Record list
────────────────

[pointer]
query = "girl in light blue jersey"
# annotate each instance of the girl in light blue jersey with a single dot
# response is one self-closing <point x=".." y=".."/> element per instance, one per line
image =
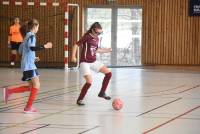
<point x="30" y="73"/>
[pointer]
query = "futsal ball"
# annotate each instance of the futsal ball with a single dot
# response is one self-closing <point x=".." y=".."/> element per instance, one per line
<point x="117" y="104"/>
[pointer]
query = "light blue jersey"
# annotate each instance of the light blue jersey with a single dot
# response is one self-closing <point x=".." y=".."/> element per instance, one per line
<point x="28" y="56"/>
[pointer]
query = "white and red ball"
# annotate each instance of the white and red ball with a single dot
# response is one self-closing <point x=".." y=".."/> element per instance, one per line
<point x="117" y="104"/>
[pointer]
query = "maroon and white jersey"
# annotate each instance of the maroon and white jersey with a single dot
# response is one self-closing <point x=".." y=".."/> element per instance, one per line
<point x="89" y="47"/>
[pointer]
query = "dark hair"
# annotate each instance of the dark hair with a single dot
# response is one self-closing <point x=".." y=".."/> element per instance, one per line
<point x="13" y="20"/>
<point x="28" y="26"/>
<point x="93" y="26"/>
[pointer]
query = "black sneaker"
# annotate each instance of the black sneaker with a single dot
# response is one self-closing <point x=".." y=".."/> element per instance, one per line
<point x="103" y="95"/>
<point x="80" y="103"/>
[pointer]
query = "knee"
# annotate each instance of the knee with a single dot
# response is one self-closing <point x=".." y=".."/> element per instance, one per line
<point x="89" y="81"/>
<point x="108" y="75"/>
<point x="36" y="85"/>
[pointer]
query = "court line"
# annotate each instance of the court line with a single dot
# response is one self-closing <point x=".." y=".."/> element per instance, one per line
<point x="36" y="101"/>
<point x="169" y="121"/>
<point x="42" y="117"/>
<point x="158" y="107"/>
<point x="53" y="90"/>
<point x="35" y="129"/>
<point x="165" y="90"/>
<point x="188" y="89"/>
<point x="88" y="130"/>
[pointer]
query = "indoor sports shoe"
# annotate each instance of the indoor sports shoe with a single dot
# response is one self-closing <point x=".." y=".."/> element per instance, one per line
<point x="103" y="95"/>
<point x="80" y="103"/>
<point x="12" y="63"/>
<point x="5" y="95"/>
<point x="30" y="110"/>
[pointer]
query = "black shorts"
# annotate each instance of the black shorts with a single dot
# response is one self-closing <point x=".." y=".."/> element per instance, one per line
<point x="28" y="75"/>
<point x="14" y="45"/>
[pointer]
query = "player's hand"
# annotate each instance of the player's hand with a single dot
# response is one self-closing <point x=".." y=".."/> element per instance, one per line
<point x="37" y="59"/>
<point x="109" y="49"/>
<point x="48" y="45"/>
<point x="74" y="59"/>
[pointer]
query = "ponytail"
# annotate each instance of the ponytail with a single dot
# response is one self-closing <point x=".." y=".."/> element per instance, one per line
<point x="94" y="26"/>
<point x="24" y="29"/>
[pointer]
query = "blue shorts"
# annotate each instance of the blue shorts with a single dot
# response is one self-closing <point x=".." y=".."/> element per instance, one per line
<point x="28" y="75"/>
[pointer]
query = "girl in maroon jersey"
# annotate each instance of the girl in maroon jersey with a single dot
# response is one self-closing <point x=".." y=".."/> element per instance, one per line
<point x="89" y="43"/>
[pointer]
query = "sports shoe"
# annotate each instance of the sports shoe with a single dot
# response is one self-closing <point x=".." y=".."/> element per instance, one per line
<point x="5" y="95"/>
<point x="103" y="95"/>
<point x="80" y="103"/>
<point x="12" y="63"/>
<point x="30" y="110"/>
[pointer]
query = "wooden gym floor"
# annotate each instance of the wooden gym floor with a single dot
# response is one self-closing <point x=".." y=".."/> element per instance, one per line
<point x="156" y="101"/>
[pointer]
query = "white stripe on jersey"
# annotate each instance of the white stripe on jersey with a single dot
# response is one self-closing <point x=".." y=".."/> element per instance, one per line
<point x="86" y="51"/>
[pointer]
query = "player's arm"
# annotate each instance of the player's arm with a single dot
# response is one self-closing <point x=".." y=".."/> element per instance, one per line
<point x="104" y="50"/>
<point x="33" y="47"/>
<point x="9" y="36"/>
<point x="74" y="51"/>
<point x="40" y="47"/>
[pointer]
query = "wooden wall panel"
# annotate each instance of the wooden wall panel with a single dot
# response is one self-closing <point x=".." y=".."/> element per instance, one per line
<point x="169" y="35"/>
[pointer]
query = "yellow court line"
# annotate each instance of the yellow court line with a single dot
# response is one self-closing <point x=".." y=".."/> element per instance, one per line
<point x="42" y="117"/>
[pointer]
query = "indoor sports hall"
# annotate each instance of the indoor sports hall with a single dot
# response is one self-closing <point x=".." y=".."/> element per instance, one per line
<point x="99" y="66"/>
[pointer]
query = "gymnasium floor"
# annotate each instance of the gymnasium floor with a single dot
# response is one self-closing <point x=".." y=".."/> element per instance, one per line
<point x="156" y="101"/>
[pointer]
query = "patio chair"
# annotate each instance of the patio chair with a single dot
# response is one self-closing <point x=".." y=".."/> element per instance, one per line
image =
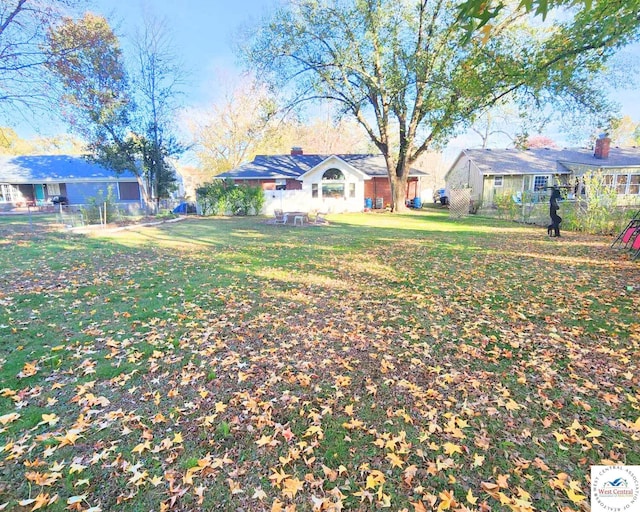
<point x="635" y="246"/>
<point x="280" y="218"/>
<point x="629" y="233"/>
<point x="320" y="218"/>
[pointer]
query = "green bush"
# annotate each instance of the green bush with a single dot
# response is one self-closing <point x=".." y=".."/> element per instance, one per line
<point x="93" y="212"/>
<point x="226" y="198"/>
<point x="598" y="213"/>
<point x="505" y="205"/>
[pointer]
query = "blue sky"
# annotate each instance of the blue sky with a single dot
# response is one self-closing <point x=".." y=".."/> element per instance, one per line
<point x="204" y="31"/>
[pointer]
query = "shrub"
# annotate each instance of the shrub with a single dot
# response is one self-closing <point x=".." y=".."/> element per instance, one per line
<point x="226" y="198"/>
<point x="598" y="214"/>
<point x="93" y="212"/>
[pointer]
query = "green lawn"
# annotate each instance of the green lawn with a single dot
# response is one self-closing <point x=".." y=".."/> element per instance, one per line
<point x="405" y="362"/>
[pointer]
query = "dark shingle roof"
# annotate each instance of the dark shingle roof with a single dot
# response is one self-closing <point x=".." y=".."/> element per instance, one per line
<point x="544" y="161"/>
<point x="53" y="168"/>
<point x="294" y="166"/>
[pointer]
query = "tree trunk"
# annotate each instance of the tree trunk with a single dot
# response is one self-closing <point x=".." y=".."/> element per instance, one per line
<point x="399" y="196"/>
<point x="398" y="181"/>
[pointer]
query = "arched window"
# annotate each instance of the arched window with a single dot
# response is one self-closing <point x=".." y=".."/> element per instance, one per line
<point x="333" y="175"/>
<point x="333" y="183"/>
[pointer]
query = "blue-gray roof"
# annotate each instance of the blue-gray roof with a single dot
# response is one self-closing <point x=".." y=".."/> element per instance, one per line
<point x="293" y="166"/>
<point x="55" y="169"/>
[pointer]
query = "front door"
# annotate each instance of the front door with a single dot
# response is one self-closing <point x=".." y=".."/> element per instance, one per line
<point x="39" y="193"/>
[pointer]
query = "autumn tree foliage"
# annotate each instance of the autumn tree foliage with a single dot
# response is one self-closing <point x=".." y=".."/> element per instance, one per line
<point x="247" y="119"/>
<point x="413" y="74"/>
<point x="23" y="28"/>
<point x="125" y="121"/>
<point x="87" y="61"/>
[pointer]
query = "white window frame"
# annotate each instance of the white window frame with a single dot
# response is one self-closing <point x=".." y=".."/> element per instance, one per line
<point x="546" y="177"/>
<point x="53" y="189"/>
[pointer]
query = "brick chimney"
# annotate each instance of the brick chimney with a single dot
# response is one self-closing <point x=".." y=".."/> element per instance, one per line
<point x="603" y="143"/>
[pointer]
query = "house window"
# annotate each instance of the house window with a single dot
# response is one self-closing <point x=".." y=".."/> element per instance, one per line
<point x="129" y="191"/>
<point x="6" y="193"/>
<point x="333" y="183"/>
<point x="621" y="183"/>
<point x="53" y="189"/>
<point x="333" y="175"/>
<point x="540" y="183"/>
<point x="333" y="190"/>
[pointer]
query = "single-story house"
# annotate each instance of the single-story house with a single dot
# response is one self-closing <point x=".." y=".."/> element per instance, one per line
<point x="36" y="180"/>
<point x="327" y="183"/>
<point x="492" y="172"/>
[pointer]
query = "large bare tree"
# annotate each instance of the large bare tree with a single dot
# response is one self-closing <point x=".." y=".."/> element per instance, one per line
<point x="410" y="71"/>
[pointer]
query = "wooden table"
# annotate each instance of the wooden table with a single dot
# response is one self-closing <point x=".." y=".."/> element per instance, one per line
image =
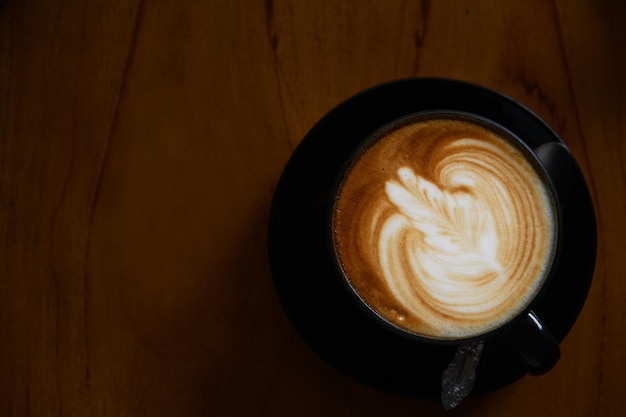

────────────────

Required task
Count the lines of the records that contain the string "ponytail", treating case as significant, and give only that number.

Exercise response
2